* What the task asks:
Each entry has to be given again in its exact wording, and no picture may appear in the result.

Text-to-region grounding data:
^^^^

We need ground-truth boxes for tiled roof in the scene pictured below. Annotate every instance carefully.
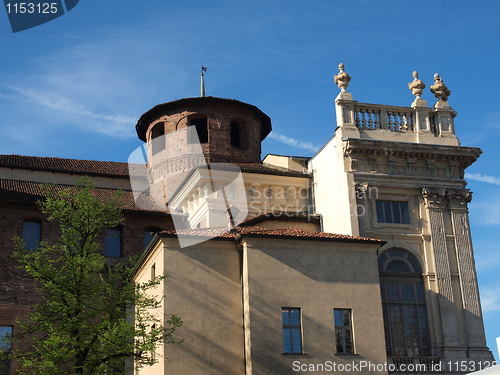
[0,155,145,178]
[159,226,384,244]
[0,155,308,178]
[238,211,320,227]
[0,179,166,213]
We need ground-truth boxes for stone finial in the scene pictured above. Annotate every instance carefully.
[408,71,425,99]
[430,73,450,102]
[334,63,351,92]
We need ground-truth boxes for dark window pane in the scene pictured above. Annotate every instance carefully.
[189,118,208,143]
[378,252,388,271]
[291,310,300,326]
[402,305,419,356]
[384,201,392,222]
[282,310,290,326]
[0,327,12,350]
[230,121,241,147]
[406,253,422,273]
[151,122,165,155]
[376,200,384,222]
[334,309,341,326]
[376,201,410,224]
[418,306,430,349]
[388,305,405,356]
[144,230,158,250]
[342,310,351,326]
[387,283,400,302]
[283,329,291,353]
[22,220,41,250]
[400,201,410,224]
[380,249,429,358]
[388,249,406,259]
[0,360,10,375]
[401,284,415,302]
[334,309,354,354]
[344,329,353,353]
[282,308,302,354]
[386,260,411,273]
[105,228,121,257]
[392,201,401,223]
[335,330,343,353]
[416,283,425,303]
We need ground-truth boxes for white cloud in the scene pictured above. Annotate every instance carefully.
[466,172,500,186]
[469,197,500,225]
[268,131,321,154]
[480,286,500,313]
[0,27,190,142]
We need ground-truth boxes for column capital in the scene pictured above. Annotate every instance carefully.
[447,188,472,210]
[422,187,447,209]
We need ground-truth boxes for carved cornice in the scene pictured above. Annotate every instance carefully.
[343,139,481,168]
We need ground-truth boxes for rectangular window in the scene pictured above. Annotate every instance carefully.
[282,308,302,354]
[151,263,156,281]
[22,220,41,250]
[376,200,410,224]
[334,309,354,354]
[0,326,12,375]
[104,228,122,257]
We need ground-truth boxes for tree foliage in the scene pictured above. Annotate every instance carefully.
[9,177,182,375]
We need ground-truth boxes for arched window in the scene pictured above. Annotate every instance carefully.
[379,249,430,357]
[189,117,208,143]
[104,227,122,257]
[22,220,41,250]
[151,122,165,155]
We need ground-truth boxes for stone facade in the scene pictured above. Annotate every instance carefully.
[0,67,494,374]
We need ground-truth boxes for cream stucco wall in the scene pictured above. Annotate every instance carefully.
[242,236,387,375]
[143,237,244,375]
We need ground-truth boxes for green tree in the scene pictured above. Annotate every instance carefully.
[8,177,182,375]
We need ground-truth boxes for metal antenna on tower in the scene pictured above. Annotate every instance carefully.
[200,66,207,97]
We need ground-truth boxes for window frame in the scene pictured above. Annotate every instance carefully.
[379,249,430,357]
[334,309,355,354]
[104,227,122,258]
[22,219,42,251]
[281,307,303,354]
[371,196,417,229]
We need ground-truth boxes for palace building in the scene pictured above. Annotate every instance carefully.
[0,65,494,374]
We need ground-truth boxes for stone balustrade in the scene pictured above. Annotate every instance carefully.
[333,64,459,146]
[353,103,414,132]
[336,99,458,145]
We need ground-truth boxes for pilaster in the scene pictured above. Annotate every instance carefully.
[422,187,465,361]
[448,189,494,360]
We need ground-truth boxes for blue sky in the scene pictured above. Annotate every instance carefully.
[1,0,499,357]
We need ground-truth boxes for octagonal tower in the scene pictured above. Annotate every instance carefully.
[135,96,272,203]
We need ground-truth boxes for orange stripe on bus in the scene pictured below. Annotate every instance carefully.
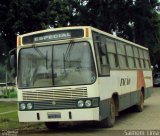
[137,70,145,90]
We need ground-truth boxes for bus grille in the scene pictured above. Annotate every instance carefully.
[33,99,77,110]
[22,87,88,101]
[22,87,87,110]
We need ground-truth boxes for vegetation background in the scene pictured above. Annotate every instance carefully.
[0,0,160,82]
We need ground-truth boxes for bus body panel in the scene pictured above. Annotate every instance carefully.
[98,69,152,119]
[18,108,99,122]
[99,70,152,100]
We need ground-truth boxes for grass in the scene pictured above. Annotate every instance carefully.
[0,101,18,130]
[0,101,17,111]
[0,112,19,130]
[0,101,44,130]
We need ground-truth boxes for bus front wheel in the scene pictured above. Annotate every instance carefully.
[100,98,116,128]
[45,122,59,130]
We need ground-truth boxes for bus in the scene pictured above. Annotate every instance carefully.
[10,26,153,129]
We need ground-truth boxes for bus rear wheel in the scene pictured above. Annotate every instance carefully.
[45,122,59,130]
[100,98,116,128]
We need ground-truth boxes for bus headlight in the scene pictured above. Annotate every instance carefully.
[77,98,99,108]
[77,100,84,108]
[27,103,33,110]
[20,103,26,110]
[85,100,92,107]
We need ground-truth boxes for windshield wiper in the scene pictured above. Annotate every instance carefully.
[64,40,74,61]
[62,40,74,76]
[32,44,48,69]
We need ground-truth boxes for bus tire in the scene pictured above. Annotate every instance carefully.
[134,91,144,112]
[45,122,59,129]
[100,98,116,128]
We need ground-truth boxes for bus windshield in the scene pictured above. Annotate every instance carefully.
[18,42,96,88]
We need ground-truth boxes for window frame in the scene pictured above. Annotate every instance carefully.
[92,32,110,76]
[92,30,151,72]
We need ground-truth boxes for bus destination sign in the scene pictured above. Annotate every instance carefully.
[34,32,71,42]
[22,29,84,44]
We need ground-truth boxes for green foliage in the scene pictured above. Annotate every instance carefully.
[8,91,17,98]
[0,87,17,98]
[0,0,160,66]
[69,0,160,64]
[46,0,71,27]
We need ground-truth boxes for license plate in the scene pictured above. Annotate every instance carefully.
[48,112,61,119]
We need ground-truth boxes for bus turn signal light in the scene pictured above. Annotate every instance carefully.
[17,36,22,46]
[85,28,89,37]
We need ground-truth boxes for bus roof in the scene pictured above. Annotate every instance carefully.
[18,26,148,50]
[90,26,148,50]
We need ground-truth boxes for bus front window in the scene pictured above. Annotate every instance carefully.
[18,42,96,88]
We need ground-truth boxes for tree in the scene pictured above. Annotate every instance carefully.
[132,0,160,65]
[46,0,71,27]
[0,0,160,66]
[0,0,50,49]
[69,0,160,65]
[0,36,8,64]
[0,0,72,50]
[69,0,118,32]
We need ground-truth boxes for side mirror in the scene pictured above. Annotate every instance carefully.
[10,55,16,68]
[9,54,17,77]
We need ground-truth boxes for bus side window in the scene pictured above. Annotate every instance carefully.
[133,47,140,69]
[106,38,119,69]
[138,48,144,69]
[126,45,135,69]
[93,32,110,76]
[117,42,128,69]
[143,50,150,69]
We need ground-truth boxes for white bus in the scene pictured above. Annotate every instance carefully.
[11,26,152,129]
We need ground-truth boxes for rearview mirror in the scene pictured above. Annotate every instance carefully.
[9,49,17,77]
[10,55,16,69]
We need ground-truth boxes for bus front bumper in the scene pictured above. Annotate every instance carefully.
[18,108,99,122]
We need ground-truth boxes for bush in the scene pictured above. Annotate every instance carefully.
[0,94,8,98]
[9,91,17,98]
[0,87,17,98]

^^^^

* Problem solution:
We need ground-truth boxes for tiled roof in the scene pictured below. Annotate every instance carefully.
[0,155,145,178]
[159,226,384,244]
[0,155,308,178]
[238,211,320,227]
[0,179,166,213]
We need ground-truth boxes for stone finial in the scene pictured above. Annotate every instance carefully.
[408,71,425,99]
[430,73,450,102]
[334,63,351,92]
We need ground-truth boxes for dark window pane in the scene pictured above. Annotate every instance carefully.
[189,118,208,143]
[378,252,388,271]
[291,310,300,326]
[402,305,419,356]
[384,201,392,222]
[282,310,290,326]
[0,327,12,350]
[230,121,241,147]
[406,253,422,273]
[151,122,165,155]
[376,200,384,222]
[334,309,341,326]
[376,201,410,224]
[418,306,430,349]
[388,305,405,356]
[144,230,158,250]
[342,310,351,326]
[387,283,400,302]
[283,329,291,353]
[22,220,41,250]
[400,201,410,224]
[380,249,429,358]
[388,249,406,259]
[0,360,10,375]
[401,284,415,302]
[334,309,354,354]
[344,329,353,353]
[282,308,302,354]
[386,260,411,273]
[105,228,121,257]
[392,201,401,223]
[335,330,343,353]
[416,283,425,303]
We need ground-truth boxes for white cloud in the scene pictured above. Annotate every instance carefully.
[466,172,500,186]
[469,197,500,225]
[268,131,321,154]
[480,286,500,313]
[0,27,190,142]
We need ground-truth boxes for column capital in the scene pictured above. Annotate every instance carefully.
[447,188,472,210]
[422,187,447,209]
We need ground-truth boxes for carved cornice in the scene pictured above. Annotate every instance carefully.
[343,139,481,168]
We need ground-truth boxes for rectangular window in the scene pictured above. Annotate every instance carefully.
[282,308,302,354]
[151,263,156,281]
[22,220,41,250]
[376,200,410,224]
[334,309,354,354]
[0,326,12,375]
[104,228,122,257]
We need ground-truth boxes for tree foliage in the scene pictured above. Annotate every instance carefully.
[9,177,182,375]
We need ground-truth boxes for arched window in the scene pictured above. Annotate every instance carefully.
[379,249,430,357]
[189,117,208,143]
[104,227,122,257]
[22,220,41,250]
[151,122,165,155]
We need ground-truth boxes for stone facade in the scene pictured above. Annotate every instance carefully.
[0,67,494,374]
We need ground-truth boxes for cream stucco wall in the scene pictured above. Annotate every instance carefully.
[242,236,387,375]
[143,237,244,375]
We need ground-truth boxes for green tree in the scene pictured above. Annotate every instance carefully.
[8,177,182,375]
We need ground-truth boxes for metal antenna on tower in the scene pictured above. Annotate every instance carefully.
[200,66,207,97]
We need ground-truth boxes for window frame in the scene pictured above. Annotate every instance carefully.
[379,249,430,357]
[334,309,355,354]
[104,227,122,258]
[22,219,42,251]
[281,307,303,354]
[371,196,417,229]
We need ground-truth boxes for palace building in the scene pictured above. Annotate every instance carefully.
[0,65,494,374]
We need ground-truth boxes for stone balustrade in the scene pictured above. Annotate every instance carefully.
[333,64,459,146]
[353,103,414,132]
[336,99,458,145]
We need ground-truth boxes for pilaster in the scene pictured above. Annotate every instance carefully.
[422,187,465,361]
[448,189,494,360]
We need ground-truth boxes for blue sky in the scene pictured above. Annotate every instance carefully.
[1,0,499,357]
We need ground-truth boxes for octagonal tower in the scene pictured above. Annotate every instance carefully.
[135,96,272,203]
We need ground-truth boxes for orange stripe on bus in the scene pictured below. Annotate every instance carefully.
[137,70,145,90]
We need ground-truth boxes for bus grille in the scene pictured above. Annotate every instance carefully.
[33,99,77,110]
[22,87,88,101]
[22,87,87,110]
We need ground-truth boxes for vegetation background in the scene pictured above. Annotate every instance carefully.
[0,0,160,82]
We need ground-truth boxes for bus body panel in the scene pictured above. Annotate every instance carefully.
[98,69,152,119]
[18,108,99,122]
[99,70,152,100]
We need ground-truth boxes for grass in the scene pictured above. Annotate every instance carefully.
[0,101,18,130]
[0,101,17,111]
[0,112,19,130]
[0,101,44,130]
We need ground-truth boxes for bus front wheel in the scene pictured above. Annotate every instance carefully.
[100,98,116,128]
[45,122,59,130]
We need ground-truth boxes for bus in the scene pictured above. Annotate every instance carefully.
[10,26,153,129]
We need ground-truth boxes for bus rear wheel in the scene pictured above. Annotate every instance carefully.
[45,122,59,130]
[100,98,116,128]
We need ground-truth boxes for bus headlight in the scene pictured above. Annotate every instance carefully.
[77,98,99,108]
[77,100,84,108]
[27,103,33,110]
[20,103,26,110]
[85,100,92,107]
We need ground-truth boxes for windshield wiper in the scene pictured above. Annotate every instance carefully.
[64,40,74,61]
[62,40,74,76]
[32,44,48,69]
We need ground-truth boxes for bus tire in the scene pictured above. Annotate every instance carefully.
[134,91,144,112]
[45,122,59,129]
[100,98,116,128]
We need ground-truth boxes for bus windshield in the scene pictured above. Annotate every instance carefully.
[18,42,96,88]
We need ground-truth boxes for window frame in the scene pictured above. Annotate every instance carefully.
[92,32,110,76]
[92,30,151,72]
We need ground-truth boxes for bus destination sign in the scene pictured above. Annotate every instance carefully.
[34,32,71,42]
[22,29,84,44]
We need ground-truth boxes for green foliage in the scene pictured above. Annotate every instance carefully.
[8,91,17,98]
[0,87,17,98]
[0,0,160,66]
[69,0,160,64]
[46,0,71,27]
We need ground-truth boxes for license plate in the scene pictured above. Annotate every instance carefully.
[48,112,61,119]
We need ground-truth boxes for bus turn signal light in the scene pictured above. Annotate every instance carefully.
[17,36,22,46]
[85,28,89,37]
We need ground-truth boxes for bus roof in the scene pictured above. Annotate every instance carefully.
[18,26,148,50]
[90,26,148,50]
We need ground-truth boxes for bus front window in the scene pictured above. Annotate every instance carefully.
[18,42,96,88]
We need ground-truth boxes for tree in the scene pictured above. Annotate every instance carefully.
[132,0,160,65]
[46,0,71,27]
[0,0,160,66]
[0,0,50,49]
[69,0,160,65]
[0,36,8,64]
[0,0,72,50]
[69,0,118,32]
We need ground-truth boxes for side mirror in the scene pictured above. Annotate every instance carefully.
[10,55,16,68]
[9,54,17,77]
We need ground-truth boxes for bus side window in the scene pictured above. Annotate every instance carefully.
[133,47,140,69]
[106,38,119,69]
[138,48,144,69]
[126,45,135,69]
[93,32,110,76]
[117,42,128,69]
[143,50,150,69]
We need ground-truth boxes for white bus in the scene pictured above. Annotate every instance carefully.
[11,26,152,129]
We need ground-truth boxes for rearview mirror in the scene pictured above. Annotate every instance carefully.
[9,49,17,77]
[10,55,16,69]
We need ground-truth boxes for bus front bumper in the scene pictured above. Annotate every instance carefully.
[18,108,99,122]
We need ground-truth boxes for bush in the scene pictured above. Annotate every instance carefully.
[0,94,8,98]
[9,91,17,98]
[0,87,17,98]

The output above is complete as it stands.